Convert all of the data below into a numbered list with one entry per line, omitting any blank lines.

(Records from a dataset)
------------------------------
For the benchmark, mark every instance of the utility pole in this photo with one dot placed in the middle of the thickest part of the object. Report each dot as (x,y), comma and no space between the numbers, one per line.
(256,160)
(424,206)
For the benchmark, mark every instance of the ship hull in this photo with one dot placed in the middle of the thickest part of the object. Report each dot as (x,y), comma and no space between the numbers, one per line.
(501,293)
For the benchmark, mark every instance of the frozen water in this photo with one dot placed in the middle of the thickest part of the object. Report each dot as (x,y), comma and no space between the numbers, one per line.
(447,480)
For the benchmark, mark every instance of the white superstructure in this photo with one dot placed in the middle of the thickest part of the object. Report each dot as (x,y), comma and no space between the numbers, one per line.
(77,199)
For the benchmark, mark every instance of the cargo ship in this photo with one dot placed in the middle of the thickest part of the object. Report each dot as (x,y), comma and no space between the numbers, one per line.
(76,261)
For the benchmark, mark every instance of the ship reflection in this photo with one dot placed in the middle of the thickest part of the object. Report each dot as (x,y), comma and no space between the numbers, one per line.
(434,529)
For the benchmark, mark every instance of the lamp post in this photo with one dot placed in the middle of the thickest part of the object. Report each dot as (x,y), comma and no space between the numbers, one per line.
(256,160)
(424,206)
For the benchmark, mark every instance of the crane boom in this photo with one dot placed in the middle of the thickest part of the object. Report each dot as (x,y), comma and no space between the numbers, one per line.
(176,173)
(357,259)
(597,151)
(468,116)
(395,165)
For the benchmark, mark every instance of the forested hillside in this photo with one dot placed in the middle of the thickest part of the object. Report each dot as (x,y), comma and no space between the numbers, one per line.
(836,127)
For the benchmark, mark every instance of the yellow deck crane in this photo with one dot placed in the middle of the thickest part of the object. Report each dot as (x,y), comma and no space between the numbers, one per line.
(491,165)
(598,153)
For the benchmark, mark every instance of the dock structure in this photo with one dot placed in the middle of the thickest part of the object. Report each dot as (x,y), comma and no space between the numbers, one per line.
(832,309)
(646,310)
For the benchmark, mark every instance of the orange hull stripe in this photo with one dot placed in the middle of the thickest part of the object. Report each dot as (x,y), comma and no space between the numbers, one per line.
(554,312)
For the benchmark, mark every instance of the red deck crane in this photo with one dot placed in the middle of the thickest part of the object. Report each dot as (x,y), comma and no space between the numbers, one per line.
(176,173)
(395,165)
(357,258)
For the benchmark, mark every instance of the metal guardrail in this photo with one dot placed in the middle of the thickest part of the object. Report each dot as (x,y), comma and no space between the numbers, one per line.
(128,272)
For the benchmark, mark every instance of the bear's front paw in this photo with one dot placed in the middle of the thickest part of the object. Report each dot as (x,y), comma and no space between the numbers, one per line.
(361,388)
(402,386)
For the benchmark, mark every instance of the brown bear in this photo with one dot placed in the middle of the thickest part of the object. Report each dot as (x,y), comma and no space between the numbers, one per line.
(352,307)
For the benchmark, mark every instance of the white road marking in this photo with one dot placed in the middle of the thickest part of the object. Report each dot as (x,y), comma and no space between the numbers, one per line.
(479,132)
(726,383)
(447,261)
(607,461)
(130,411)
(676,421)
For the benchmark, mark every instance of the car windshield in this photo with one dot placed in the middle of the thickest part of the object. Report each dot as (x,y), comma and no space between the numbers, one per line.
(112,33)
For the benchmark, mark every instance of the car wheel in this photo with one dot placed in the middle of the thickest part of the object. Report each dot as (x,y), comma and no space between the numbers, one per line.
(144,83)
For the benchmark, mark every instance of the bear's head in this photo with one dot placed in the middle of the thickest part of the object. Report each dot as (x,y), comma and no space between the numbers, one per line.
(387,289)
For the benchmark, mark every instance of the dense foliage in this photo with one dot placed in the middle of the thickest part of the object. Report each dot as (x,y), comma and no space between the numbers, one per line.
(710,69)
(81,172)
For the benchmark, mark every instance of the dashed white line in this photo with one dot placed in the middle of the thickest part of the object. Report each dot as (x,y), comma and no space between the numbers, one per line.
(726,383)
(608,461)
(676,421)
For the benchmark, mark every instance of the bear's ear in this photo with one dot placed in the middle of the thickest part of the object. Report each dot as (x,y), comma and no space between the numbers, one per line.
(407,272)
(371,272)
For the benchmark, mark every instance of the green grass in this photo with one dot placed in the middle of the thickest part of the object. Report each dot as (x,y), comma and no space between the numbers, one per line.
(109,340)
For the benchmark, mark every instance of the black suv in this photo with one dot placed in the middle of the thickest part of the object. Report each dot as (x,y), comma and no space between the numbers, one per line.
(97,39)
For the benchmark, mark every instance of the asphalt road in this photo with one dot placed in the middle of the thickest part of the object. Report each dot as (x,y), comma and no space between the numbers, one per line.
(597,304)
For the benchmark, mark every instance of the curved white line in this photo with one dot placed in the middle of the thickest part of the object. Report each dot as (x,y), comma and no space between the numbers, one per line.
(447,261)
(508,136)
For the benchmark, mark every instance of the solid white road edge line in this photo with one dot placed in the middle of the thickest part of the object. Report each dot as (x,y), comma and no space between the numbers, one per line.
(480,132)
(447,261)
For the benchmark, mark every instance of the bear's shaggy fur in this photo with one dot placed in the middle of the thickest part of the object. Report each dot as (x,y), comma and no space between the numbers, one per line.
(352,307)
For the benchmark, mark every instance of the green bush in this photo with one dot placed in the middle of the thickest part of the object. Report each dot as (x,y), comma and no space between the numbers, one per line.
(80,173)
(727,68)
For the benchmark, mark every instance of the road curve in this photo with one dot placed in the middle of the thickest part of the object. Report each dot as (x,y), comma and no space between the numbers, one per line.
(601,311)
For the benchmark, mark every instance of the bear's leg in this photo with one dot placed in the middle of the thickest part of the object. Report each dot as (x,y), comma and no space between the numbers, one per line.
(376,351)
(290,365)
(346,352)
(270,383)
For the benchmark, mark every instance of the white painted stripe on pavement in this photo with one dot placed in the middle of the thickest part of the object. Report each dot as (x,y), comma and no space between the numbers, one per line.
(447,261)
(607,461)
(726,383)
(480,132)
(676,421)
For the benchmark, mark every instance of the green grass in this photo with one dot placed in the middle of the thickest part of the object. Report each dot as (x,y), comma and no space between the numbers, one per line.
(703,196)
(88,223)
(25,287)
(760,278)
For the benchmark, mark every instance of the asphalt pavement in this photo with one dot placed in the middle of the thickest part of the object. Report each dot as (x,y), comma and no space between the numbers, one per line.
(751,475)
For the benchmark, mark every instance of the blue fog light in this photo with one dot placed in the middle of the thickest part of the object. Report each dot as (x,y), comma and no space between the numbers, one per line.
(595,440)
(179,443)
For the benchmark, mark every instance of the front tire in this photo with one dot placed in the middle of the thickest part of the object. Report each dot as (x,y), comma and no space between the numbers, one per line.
------------------------------
## FINAL ANSWER:
1. For the benchmark, mark every instance of the utility pole in this photo with one dot placed in the middle of the thickest part of the object. Report each dot as (x,y), comma and no space between the numbers, one per line.
2. (256,160)
3. (424,206)
4. For the benchmark, mark every instance of the ship hull in this photo with one dot placed in the middle of the thickest part of the object. Report each dot as (x,y), comma and no space between the numbers, one per line.
5. (501,293)
6. For the benchmark, mark every instance of the frozen water in this photo with one dot placed in the middle of the thickest part of the object. Report each dot as (x,y), comma and no space between the numbers, one per line.
7. (447,480)
8. For the benchmark, mark every instance of the white superstructure in this photo with one dot placed in the middle of the thickest part of the object. Report each dot as (x,y), comma and no space between the numbers, one per line.
9. (77,199)
10. For the benchmark, mark every instance of the cargo ship in this photo with one dot placed in the middle of the thickest part of the object. Report each dot as (x,y), comma and no space between the numbers, one per line.
11. (76,261)
12. For the benchmark, mark every instance of the ship reflection in this photo with one dot placed in the middle of the thickest part of the object. Report each dot as (x,y), comma and no space between the numbers, one per line.
13. (434,529)
14. For the benchmark, mark every instance of the lamp post in this photo with one dot placed in the middle of the thickest part of the object. Report each dot as (x,y), comma and no space between the numbers, one per line.
15. (256,160)
16. (424,206)
17. For the benchmark, mark every instance of the crane boom in this photo with one dot placed in the middle of the thickest part of the object. Report each dot as (x,y), comma and no space between the numbers, one per line.
18. (176,173)
19. (357,259)
20. (597,151)
21. (468,116)
22. (395,165)
23. For the benchmark, mark every instance of the forested hillside in this photo with one dot placed in the middle of the thickest part of the object. Report each dot as (x,y), comma and no space between the numbers, one per line.
24. (836,127)
25. For the benchmark, mark every instance of the yellow deck crane in this photo with one dot placed in the middle of the thickest part of the object. Report each dot as (x,y), comma and no space between the numbers, one per line.
26. (491,165)
27. (598,153)
28. For the benchmark, mark every instance of the dock structure in this photo with one dot placed in the middle of the thickest part of the object. Report each dot as (x,y), comma and no space between the numbers, one per line.
29. (832,309)
30. (646,310)
31. For the benchmark, mark every instance of the orange hull stripe in this photo with one dot placed in the middle of the thickest part of the object. Report each dot as (x,y), comma and no space between the numbers, one per line.
32. (554,312)
33. For the benchmark, mark every instance of the red deck crane in this photo with one dot placed in the middle of the thickest part of the object. Report each dot as (x,y), comma and no space between the numbers, one per line.
34. (176,173)
35. (395,165)
36. (357,258)
37. For the benchmark, mark every instance of the metal guardrail in this photo with one dot placed in the middle of the thickest part of the object. Report each dot as (x,y), comma and no space between the numbers, one per line.
38. (128,272)
39. For the benchmark, mark every instance of the bear's front paw in this photo with one dot placed in the middle of the thickest part of the object. Report each dot as (x,y), comma and no space between the numbers, one per line.
40. (361,388)
41. (402,386)
42. For the benchmark, mark every instance of the brown bear in this photo with one dot placed in the middle of the thickest part of the object. Report each dot as (x,y), comma and no space between the numbers, one per line.
43. (352,307)
44. For the benchmark, mark every instance of the white road marking in this photo with one dot placed in the middle of the thickest part of the object. Report each dot as (x,y), comma and no space between the numbers, one per line.
45. (479,132)
46. (726,383)
47. (447,261)
48. (607,461)
49. (130,411)
50. (676,421)
51. For the benchmark, mark every instance of the car windshield in this photo with one dot placed in the middle of the thickest part of the object. Report each dot as (x,y), comma and no space between the numbers, one per line.
52. (112,33)
53. For the benchmark, mark every instance of the car wheel in this photo with one dot placed in the middle of the thickest part of the object. Report each dot as (x,y), comma and no space between the numbers, one per line.
54. (144,83)
55. For the benchmark, mark every instance of the bear's head in this photo with one dot placed in the middle of the thickest part of the object. Report each dot as (x,y), comma and no space between the numbers, one per line.
56. (387,289)
57. For the benchmark, mark every instance of the dense foliage in this photo with one dot placed in the middle of the thickest part of the object. Report each dot as (x,y), comma and no space between the numbers, one per line.
58. (710,69)
59. (81,172)
60. For the benchmark, mark every instance of the dashed white line in this photo with one dot placed in the middle of the thickest part of the object. Report each dot as (x,y), comma and no space between the numbers, one per line.
61. (726,383)
62. (608,461)
63. (676,421)
64. For the benchmark, mark every instance of the bear's ear in this photo with one dot placed in the middle of the thickest part of the object. Report each dot as (x,y), comma and no space between the numbers, one per line.
65. (407,272)
66. (371,272)
67. For the benchmark, mark every instance of the green grass in this photo with one dot placed in the middle of the thickest part of the object. Report each dot as (x,y), comma and no space between the numbers, one per line.
68. (109,340)
69. For the benchmark, mark every instance of the black suv in this photo with one dot placed in the middle of the thickest part of the object. Report each dot as (x,y), comma and no space between the numbers, one per line.
70. (97,39)
71. For the benchmark, mark every instance of the asphalt road in this photo with one dot placed in the middle of the thickest part of the object. Report each dot as (x,y), comma and no space between the numbers, one per line.
72. (597,304)
73. For the benchmark, mark every instance of the curved white line in this photo with one dot placed in the middle of the thickest part of the object. Report each dot as (x,y), comma and no space between the numbers, one per line.
74. (447,261)
75. (508,136)
76. For the benchmark, mark every instance of the solid white road edge line in this photo with one dot placed in the middle of the thickest part of the object. Report each dot as (x,y), comma and no space between the numbers, one per line.
77. (480,132)
78. (447,261)
79. For the benchmark, mark every instance of the bear's shaggy fur in this photo with one dot placed in the middle of the thickest part of the object. Report each dot as (x,y), comma and no space between the numbers, one per line.
80. (352,307)
81. For the benchmark, mark every instance of the green bush in this photo with one dot placed in the middle of the thickest part of the object. Report each dot as (x,y), comma and no space between the numbers, one per line.
82. (80,173)
83. (727,68)
84. For the benchmark, mark every instance of the road curve in this photo with one dot placed in the middle of the thickest part of the object. Report each dot as (x,y), comma and no space between the numbers, one per line.
85. (601,311)
86. For the benchmark, mark every instance of the bear's leg in this photo with one dot placed in the middle of the thickest part of the object. Report each dot as (x,y), comma and no space between the numbers, one per line.
87. (376,351)
88. (290,365)
89. (346,352)
90. (270,383)
91. For the benchmark, mark every instance of the white painted stripe on pavement in this photo with one dot placed in the middle of the thickest part of the object. Report each dot as (x,y), comma and no space between the numbers, one per line.
92. (447,261)
93. (607,461)
94. (726,383)
95. (480,132)
96. (676,421)
97. For the benchmark, mark every instance of the green grass in this photo with one dot placed in the middle of the thickest part of the object. Report each dot as (x,y), comma and no space between the numbers, one per line.
98. (703,196)
99. (88,223)
100. (25,287)
101. (760,278)
102. For the benchmark, mark every instance of the asphalt pavement in this photo with one dot placed in the middle of the thickest part of the object. Report each dot as (x,y), comma and no space between the numbers, one per line.
103. (751,475)
104. For the benchmark, mark every instance of the blue fog light in this photo with one dot placed in the middle of the thickest part of the object. Report each dot as (x,y), comma and no space between the numbers, one per line.
105. (595,440)
106. (179,443)
107. For the benchmark, mark every instance of the front tire in this photo with one dot placed in the middle of the thickest part of the object. Report each dot as (x,y), comma and no space between the numbers, one per line.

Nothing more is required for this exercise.